Happiness
Get Out of That Cookie-Cutter Mentality
Originality rarely involves copying others.
Posted March 21, 2022 Reviewed by Devon Frye
Key points
- Powerful social forces push us toward conformity and a cookie-cutter mentality.
- Duplicating others is not revised originality.
- Nourish and relish a voice that is unique.
We live in a cookie-cutter world. In other words, although we want to be original, there are multiple forces that subconsciously and continuously push us toward being like everyone else.
Social media and streaming commercials inundate us with messages that happiness and life satisfaction can only be attained when we think and behave in alignment with advertising systems; and conformity to norms and practices with the allure of false wealth, status, and power. This embedded undermining is so ubiquitous, we hardly notice it.
If a fish was asked what it was like to live in water, the fish could hardly respond, since it only knows a watery existence. How dissimilar are we to that fish in water if all we demonstrate is how to replicate others’ originality?
Think about the TikTok dance crazes. One day someone originates a dance video, then a flurry of videos imitate, and a bandwagon of videos imitate the initial imitators with mashups and compilations. Think about phone apps. One successful app that solves a need, then a flurry of imitators appropriating and capitalizing. And on and on.

TASK DETAILS: List every item given under "Key points" in the article on the cookie-cutter mentality.

DATA SUPPLIED:
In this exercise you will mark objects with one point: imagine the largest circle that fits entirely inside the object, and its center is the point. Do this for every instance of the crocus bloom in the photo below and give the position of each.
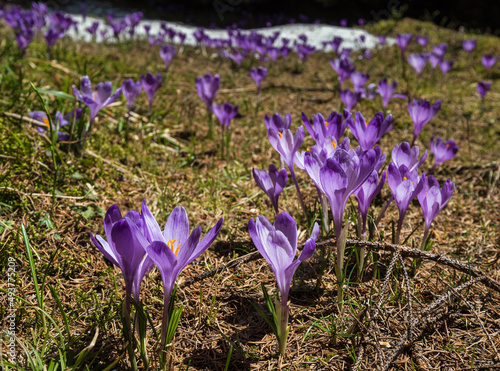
(131, 90)
(405, 186)
(258, 75)
(482, 88)
(421, 112)
(422, 40)
(277, 243)
(349, 98)
(207, 87)
(126, 248)
(403, 154)
(443, 151)
(417, 61)
(150, 84)
(433, 200)
(446, 66)
(366, 193)
(167, 53)
(403, 40)
(97, 99)
(469, 45)
(369, 133)
(173, 249)
(271, 183)
(225, 113)
(488, 60)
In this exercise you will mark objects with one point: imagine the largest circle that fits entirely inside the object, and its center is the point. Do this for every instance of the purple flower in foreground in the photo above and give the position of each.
(433, 200)
(488, 60)
(207, 87)
(369, 133)
(126, 248)
(405, 186)
(443, 151)
(446, 66)
(421, 112)
(97, 99)
(173, 249)
(349, 98)
(225, 113)
(271, 183)
(403, 154)
(422, 40)
(277, 243)
(469, 45)
(150, 84)
(417, 61)
(366, 193)
(403, 40)
(131, 90)
(167, 53)
(482, 88)
(258, 75)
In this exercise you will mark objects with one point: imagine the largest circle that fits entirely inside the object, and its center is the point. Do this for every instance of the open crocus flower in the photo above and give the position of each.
(405, 186)
(369, 133)
(277, 243)
(433, 200)
(126, 248)
(97, 99)
(150, 84)
(403, 154)
(443, 151)
(272, 184)
(173, 249)
(421, 112)
(167, 53)
(258, 75)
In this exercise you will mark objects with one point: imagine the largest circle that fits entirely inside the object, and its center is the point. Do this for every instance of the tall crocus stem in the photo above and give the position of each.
(299, 194)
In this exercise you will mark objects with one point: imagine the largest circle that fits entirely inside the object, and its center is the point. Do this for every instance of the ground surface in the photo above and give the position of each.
(167, 160)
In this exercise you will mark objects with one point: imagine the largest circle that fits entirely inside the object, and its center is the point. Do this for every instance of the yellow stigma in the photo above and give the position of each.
(170, 245)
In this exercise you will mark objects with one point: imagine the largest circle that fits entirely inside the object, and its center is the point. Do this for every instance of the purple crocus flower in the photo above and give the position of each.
(482, 88)
(167, 53)
(277, 243)
(225, 113)
(131, 90)
(97, 99)
(207, 87)
(150, 84)
(421, 112)
(443, 151)
(349, 98)
(403, 154)
(386, 91)
(366, 193)
(422, 40)
(271, 183)
(446, 66)
(173, 249)
(369, 133)
(258, 75)
(417, 61)
(343, 67)
(126, 248)
(469, 45)
(488, 60)
(403, 40)
(405, 186)
(433, 200)
(359, 80)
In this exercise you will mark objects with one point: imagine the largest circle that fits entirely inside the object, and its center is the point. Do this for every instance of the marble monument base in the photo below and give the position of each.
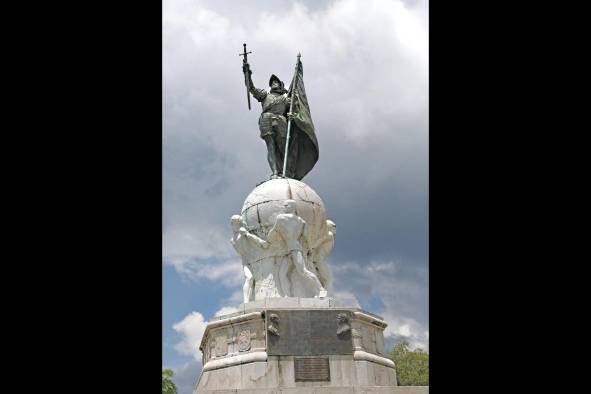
(297, 345)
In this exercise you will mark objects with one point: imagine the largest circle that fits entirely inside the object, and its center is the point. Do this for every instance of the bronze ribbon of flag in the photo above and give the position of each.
(304, 144)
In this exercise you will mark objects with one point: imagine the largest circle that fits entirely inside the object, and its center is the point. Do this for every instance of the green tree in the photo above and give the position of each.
(167, 386)
(412, 367)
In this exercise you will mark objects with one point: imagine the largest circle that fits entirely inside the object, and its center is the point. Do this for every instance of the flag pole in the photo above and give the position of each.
(289, 117)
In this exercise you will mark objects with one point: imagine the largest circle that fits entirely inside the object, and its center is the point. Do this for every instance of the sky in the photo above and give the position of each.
(366, 76)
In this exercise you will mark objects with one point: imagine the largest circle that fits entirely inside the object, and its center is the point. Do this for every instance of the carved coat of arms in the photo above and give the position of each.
(244, 340)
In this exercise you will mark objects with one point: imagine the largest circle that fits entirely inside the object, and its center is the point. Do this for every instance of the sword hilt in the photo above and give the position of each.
(245, 54)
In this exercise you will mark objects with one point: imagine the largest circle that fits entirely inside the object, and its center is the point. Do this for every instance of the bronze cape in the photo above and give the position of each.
(307, 149)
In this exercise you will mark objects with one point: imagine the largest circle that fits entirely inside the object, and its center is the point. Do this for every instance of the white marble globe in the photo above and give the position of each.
(259, 213)
(265, 202)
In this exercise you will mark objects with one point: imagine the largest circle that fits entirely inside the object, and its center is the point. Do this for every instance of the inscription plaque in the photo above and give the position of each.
(309, 333)
(315, 369)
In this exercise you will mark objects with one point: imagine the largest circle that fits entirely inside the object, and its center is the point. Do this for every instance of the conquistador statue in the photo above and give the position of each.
(273, 123)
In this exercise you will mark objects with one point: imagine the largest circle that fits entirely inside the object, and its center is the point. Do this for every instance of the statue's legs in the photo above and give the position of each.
(272, 154)
(324, 274)
(300, 265)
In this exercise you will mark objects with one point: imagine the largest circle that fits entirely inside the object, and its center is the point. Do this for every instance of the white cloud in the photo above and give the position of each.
(186, 376)
(191, 329)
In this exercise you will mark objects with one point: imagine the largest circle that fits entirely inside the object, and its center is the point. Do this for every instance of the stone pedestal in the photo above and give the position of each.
(297, 345)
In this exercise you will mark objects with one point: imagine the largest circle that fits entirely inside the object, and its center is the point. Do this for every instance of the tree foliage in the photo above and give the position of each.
(412, 367)
(168, 386)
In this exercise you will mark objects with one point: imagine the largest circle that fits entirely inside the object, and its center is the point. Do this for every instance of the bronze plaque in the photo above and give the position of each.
(307, 333)
(315, 369)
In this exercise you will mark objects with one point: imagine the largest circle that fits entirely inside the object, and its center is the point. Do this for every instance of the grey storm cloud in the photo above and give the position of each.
(366, 75)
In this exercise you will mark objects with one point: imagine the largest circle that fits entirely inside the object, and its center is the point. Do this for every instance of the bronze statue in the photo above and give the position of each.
(285, 123)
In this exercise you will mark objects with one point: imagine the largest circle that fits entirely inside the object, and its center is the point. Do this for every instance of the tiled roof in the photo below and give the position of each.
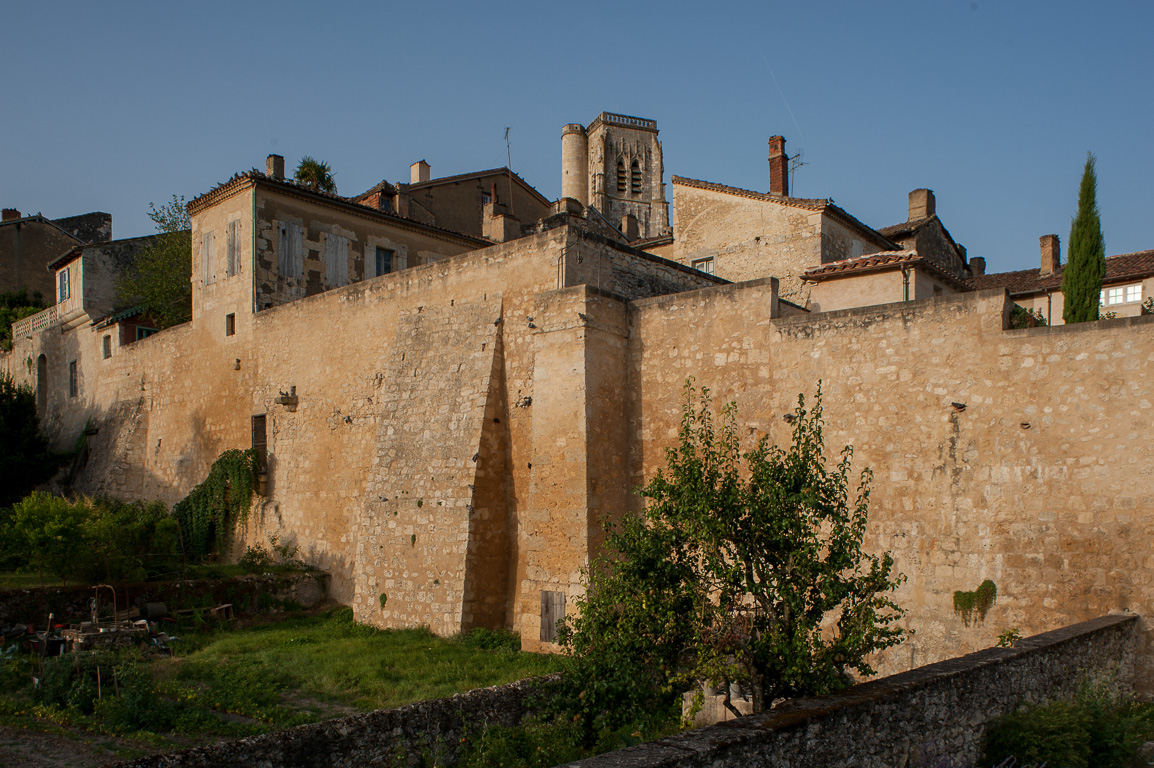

EXPECTED ANSWER:
- Powerful social forces push us toward conformity and a cookie-cutter mentality.
- Duplicating others is not revised originality.
- Nourish and relish a voice that is unique.